**EXERCISE:**
Please copy the lines below word for word, beginning with the first line and stopping after the line that contains "box: [136, 184, 191, 212]".
§ §
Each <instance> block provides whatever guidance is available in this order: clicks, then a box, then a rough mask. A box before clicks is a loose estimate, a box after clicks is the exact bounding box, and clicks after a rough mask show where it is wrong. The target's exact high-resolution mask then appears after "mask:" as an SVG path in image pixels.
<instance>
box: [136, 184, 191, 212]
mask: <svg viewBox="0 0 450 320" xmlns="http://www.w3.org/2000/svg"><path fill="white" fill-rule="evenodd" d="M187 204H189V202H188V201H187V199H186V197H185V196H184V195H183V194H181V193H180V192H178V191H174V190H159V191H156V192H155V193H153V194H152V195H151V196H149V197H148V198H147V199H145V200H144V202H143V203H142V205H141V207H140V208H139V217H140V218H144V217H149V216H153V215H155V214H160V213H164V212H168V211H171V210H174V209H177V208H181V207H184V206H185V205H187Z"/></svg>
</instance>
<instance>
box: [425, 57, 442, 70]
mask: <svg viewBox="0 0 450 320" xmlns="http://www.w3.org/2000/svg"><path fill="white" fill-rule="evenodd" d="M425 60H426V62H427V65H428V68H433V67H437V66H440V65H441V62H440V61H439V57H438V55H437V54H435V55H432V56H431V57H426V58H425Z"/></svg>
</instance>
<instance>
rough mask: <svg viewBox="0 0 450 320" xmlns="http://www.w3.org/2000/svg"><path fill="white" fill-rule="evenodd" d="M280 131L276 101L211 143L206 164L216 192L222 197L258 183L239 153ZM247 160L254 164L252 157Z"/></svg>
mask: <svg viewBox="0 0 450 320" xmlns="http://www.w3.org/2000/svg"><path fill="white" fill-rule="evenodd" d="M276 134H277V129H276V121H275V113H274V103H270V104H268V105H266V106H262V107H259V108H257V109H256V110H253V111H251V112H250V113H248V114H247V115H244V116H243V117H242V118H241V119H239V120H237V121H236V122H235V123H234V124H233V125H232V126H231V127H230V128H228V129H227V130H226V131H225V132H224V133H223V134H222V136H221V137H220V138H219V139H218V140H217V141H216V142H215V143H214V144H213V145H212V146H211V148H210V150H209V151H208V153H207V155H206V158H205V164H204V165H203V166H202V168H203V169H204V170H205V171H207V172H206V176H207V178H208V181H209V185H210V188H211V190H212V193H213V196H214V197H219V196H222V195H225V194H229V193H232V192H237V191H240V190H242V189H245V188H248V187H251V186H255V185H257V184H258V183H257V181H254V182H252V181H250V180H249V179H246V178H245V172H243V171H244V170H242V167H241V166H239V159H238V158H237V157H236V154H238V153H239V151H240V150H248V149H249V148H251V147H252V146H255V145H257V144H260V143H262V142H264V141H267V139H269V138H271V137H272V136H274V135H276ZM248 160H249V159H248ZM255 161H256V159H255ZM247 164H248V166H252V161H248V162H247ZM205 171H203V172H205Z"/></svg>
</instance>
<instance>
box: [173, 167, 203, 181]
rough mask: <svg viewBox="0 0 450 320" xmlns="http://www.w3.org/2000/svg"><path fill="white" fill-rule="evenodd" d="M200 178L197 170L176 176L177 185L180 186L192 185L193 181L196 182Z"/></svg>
§ §
**RESULT OF THIS EXERCISE:**
Each <instance> block provides whatever guidance is available in this order: clicks, then a box, then a rough mask. A box before clicks is a loose estimate, a box after clicks is the exact bounding box, and clicks after a rough mask show where it is wrong. The target's exact high-resolution mask then appears after "mask:" as an SVG path in image pixels.
<instance>
box: [136, 184, 191, 212]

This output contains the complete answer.